== TASK INPUT ==

____________________

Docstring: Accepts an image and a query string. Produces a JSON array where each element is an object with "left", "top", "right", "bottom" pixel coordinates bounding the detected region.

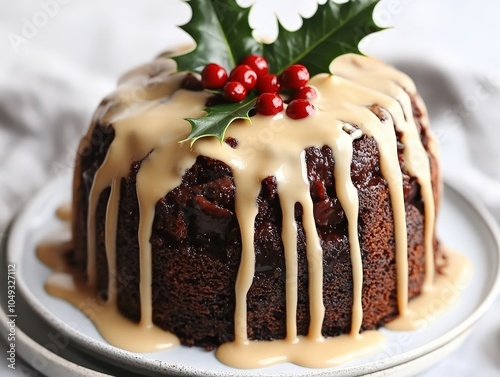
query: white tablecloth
[{"left": 0, "top": 0, "right": 500, "bottom": 377}]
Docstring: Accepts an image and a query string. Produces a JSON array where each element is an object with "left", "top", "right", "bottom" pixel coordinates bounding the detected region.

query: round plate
[{"left": 8, "top": 177, "right": 500, "bottom": 376}]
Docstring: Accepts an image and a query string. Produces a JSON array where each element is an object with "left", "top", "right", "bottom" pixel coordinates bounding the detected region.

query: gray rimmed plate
[{"left": 8, "top": 177, "right": 500, "bottom": 376}]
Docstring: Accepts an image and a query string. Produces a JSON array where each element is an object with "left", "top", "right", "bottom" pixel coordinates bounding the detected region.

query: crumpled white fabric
[{"left": 0, "top": 0, "right": 500, "bottom": 377}]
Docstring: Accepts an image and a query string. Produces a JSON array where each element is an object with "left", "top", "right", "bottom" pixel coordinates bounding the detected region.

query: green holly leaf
[
  {"left": 263, "top": 0, "right": 383, "bottom": 76},
  {"left": 173, "top": 0, "right": 382, "bottom": 145},
  {"left": 181, "top": 96, "right": 257, "bottom": 145},
  {"left": 173, "top": 0, "right": 262, "bottom": 73}
]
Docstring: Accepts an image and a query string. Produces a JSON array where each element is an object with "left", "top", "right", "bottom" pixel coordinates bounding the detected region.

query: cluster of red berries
[{"left": 201, "top": 55, "right": 316, "bottom": 119}]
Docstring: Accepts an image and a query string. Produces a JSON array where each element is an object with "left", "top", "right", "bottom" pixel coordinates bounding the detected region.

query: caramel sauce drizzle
[{"left": 37, "top": 54, "right": 465, "bottom": 368}]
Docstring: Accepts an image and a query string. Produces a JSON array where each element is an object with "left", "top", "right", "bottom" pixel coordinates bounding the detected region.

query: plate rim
[{"left": 6, "top": 174, "right": 500, "bottom": 377}]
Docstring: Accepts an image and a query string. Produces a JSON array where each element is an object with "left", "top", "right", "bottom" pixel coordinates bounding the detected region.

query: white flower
[{"left": 236, "top": 0, "right": 348, "bottom": 43}]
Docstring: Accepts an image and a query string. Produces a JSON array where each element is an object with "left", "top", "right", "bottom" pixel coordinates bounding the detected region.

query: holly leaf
[
  {"left": 177, "top": 0, "right": 382, "bottom": 145},
  {"left": 181, "top": 96, "right": 257, "bottom": 146},
  {"left": 173, "top": 0, "right": 262, "bottom": 73},
  {"left": 263, "top": 0, "right": 383, "bottom": 76}
]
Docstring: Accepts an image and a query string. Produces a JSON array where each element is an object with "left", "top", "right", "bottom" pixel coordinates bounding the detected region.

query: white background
[{"left": 0, "top": 0, "right": 500, "bottom": 377}]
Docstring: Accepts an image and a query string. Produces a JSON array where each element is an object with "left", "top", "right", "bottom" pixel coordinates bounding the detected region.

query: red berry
[
  {"left": 229, "top": 64, "right": 257, "bottom": 90},
  {"left": 293, "top": 85, "right": 318, "bottom": 100},
  {"left": 281, "top": 64, "right": 309, "bottom": 90},
  {"left": 286, "top": 99, "right": 316, "bottom": 119},
  {"left": 241, "top": 55, "right": 269, "bottom": 77},
  {"left": 224, "top": 81, "right": 247, "bottom": 102},
  {"left": 201, "top": 63, "right": 227, "bottom": 89},
  {"left": 257, "top": 73, "right": 281, "bottom": 93},
  {"left": 255, "top": 93, "right": 283, "bottom": 115}
]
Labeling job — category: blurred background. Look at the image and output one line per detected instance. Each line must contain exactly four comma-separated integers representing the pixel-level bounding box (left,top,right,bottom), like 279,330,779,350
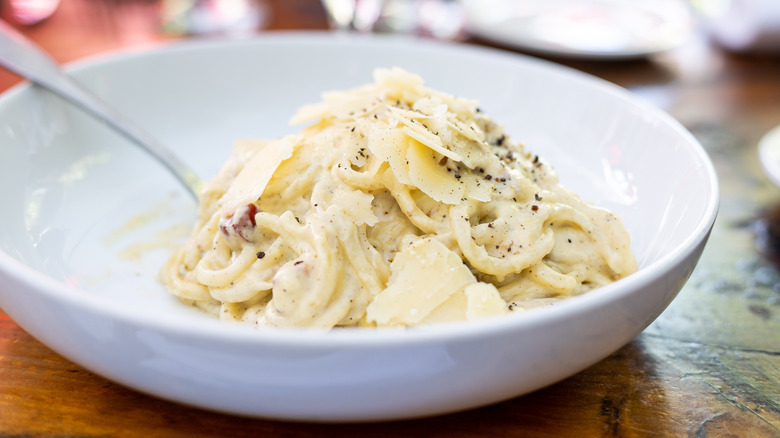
0,0,780,436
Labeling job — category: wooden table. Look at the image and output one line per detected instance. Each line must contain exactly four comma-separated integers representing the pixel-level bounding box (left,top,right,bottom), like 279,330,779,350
0,0,780,437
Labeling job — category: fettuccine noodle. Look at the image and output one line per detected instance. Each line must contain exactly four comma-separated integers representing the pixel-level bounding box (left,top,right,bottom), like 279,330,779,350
161,69,637,328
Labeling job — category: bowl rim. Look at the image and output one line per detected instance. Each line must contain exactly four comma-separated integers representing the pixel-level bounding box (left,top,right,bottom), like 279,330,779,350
0,31,719,349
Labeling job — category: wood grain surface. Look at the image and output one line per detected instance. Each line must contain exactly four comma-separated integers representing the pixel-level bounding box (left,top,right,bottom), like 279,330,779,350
0,0,780,437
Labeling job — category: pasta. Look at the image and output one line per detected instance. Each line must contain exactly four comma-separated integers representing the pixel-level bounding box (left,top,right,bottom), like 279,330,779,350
161,68,637,328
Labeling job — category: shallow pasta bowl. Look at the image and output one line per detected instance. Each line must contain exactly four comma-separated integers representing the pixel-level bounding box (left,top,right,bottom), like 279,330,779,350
0,33,718,421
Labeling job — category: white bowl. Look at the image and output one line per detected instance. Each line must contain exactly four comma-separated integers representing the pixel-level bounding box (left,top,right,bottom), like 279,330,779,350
0,33,718,421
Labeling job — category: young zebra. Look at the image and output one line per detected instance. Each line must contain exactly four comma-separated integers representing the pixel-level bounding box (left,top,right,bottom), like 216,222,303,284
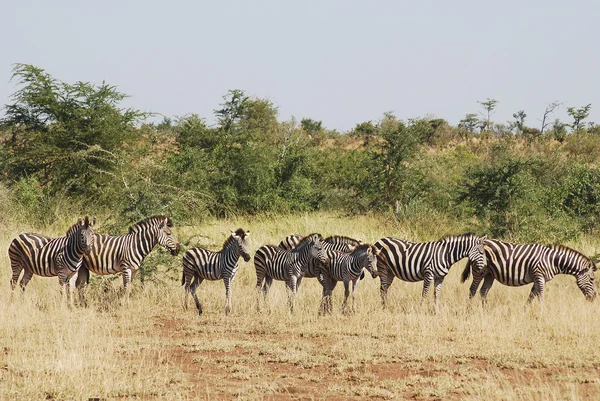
318,244,379,314
375,233,485,311
77,216,179,303
254,234,327,312
276,234,365,290
181,228,250,315
461,239,596,305
8,216,96,303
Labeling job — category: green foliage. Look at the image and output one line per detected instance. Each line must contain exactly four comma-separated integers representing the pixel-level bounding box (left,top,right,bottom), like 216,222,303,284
567,104,592,132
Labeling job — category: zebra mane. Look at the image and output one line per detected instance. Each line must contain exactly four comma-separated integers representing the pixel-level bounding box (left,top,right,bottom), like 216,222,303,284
295,233,322,249
223,228,246,248
547,244,596,266
440,233,478,241
129,214,173,234
66,216,96,237
352,244,374,253
323,235,361,245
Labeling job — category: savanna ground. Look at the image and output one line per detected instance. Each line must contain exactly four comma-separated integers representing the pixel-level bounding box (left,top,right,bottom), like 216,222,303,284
0,214,600,400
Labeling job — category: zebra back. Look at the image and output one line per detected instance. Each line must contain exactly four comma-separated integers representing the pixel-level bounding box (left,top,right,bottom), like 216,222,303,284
279,234,303,251
181,228,250,285
319,244,379,281
375,233,486,282
82,212,180,275
8,216,96,277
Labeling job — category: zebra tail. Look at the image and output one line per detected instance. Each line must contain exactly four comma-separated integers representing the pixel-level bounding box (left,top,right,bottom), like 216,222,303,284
460,260,471,283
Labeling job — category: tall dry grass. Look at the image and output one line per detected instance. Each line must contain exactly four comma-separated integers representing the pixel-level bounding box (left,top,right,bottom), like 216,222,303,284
0,214,600,400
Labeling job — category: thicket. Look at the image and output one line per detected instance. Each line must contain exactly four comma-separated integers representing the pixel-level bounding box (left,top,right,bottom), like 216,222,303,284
0,64,600,241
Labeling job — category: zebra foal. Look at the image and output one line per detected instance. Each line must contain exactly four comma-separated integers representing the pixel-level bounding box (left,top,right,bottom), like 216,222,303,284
181,228,250,315
318,244,379,314
77,215,179,303
461,239,597,305
254,234,327,312
375,233,486,311
8,216,96,304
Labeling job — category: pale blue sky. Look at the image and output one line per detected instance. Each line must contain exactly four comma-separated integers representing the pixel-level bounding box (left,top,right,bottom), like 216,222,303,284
0,0,600,130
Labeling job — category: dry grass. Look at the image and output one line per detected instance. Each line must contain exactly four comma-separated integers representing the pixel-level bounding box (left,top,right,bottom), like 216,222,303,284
0,214,600,400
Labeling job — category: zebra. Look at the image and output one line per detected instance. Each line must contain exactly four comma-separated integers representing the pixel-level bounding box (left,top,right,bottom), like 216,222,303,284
8,216,96,303
181,228,250,315
77,215,179,303
254,234,327,312
375,233,486,311
461,239,597,305
276,234,365,287
318,244,380,314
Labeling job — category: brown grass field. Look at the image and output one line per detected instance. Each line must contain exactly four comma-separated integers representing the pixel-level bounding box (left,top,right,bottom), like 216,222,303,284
0,214,600,400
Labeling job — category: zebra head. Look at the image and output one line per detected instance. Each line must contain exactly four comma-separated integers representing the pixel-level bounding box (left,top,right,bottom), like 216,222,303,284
575,258,597,301
350,244,381,280
308,234,329,263
230,228,250,262
74,216,96,254
156,217,179,256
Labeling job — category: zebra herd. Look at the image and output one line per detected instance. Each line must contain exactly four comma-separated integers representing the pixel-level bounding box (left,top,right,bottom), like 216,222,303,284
8,216,597,314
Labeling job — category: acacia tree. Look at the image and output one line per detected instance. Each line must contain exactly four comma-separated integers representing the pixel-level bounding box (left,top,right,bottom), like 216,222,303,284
567,104,592,132
0,64,146,196
477,97,498,130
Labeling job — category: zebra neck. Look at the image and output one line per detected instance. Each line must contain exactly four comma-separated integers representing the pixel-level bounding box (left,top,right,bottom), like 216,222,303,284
444,240,470,267
131,230,158,259
348,255,366,277
550,249,581,276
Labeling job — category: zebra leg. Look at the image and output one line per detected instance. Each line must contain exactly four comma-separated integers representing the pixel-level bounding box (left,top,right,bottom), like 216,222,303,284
352,280,358,313
190,276,204,316
469,273,484,300
379,269,394,309
433,277,445,314
10,261,23,291
342,280,350,313
123,268,133,301
421,269,433,302
223,277,232,315
286,276,297,313
263,276,273,300
475,273,494,307
19,269,33,292
527,275,546,304
75,267,90,308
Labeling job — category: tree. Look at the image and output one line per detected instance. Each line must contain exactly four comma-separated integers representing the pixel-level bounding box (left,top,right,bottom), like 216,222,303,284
512,110,527,134
0,64,147,199
458,113,479,140
540,101,562,135
567,104,592,132
477,97,498,131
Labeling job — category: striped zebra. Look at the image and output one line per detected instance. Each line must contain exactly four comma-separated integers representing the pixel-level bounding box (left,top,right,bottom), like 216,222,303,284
318,244,379,314
77,216,179,303
461,239,596,305
8,216,96,302
375,233,486,310
181,228,250,315
276,234,365,287
254,234,327,312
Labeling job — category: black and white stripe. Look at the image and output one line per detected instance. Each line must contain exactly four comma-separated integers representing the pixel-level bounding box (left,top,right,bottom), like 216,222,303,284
375,233,485,309
318,244,379,313
181,228,250,315
461,239,596,304
77,216,179,300
8,216,96,300
254,234,327,311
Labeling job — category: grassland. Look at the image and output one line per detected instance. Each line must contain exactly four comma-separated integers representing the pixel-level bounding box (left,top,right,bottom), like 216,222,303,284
0,214,600,400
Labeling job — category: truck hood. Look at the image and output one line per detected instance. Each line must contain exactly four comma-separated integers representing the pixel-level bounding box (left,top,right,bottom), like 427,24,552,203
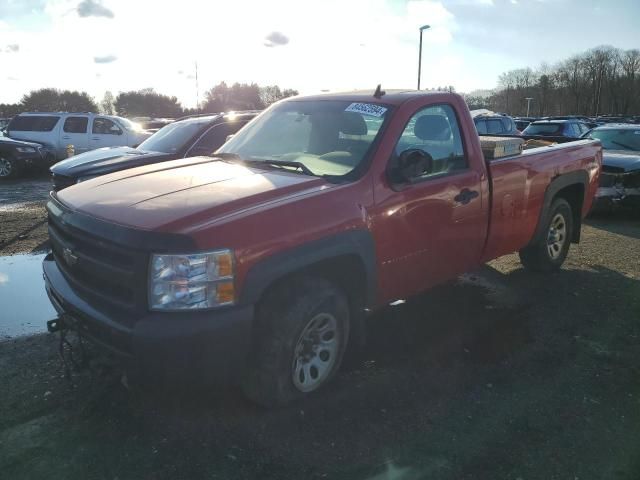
602,150,640,172
57,157,332,233
51,147,175,178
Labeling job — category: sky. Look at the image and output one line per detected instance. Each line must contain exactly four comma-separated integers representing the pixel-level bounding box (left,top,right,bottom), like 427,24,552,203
0,0,640,107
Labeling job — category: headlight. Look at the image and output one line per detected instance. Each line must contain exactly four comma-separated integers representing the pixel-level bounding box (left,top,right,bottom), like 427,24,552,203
149,250,235,310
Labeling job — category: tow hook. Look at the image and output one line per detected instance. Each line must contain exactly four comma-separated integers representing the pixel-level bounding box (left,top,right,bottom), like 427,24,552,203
47,317,64,333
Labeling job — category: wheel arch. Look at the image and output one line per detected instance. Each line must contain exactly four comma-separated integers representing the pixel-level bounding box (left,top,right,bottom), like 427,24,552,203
240,230,376,344
529,170,589,245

____________________

Copy word for word the lines of the records from the line with "Labeling job — category: sky." up to and including the last line of the records.

Labeling job — category: sky. Look at the image and output one line per detected instance. Each line must contain exactly four comma-separated integers representing the pixel-level bounding box (left,top,right,bottom), like 427,24,552,203
0,0,640,107
Labeling job — category: headlight. Look at the image and output one line per detected instance. Each line must contain exactly four comma-separated integers representing the pixel-level bounding box (left,top,right,bottom), like 427,24,552,203
149,250,235,310
Labeling job — category: tow hook. Look at the image and output one line per detected instance. Each line must contain exactly four comma-separated integers representing the pixel-level bounding box (left,top,right,bottom), like 427,24,552,203
47,317,64,333
Labeling job — category: wheel arch. Look at the image and output one line per detected instance. Each line must contain exactly four comma-separated integers representing the pixel-level bounding box (left,top,right,bottom), like 427,24,552,203
240,230,376,344
529,170,589,245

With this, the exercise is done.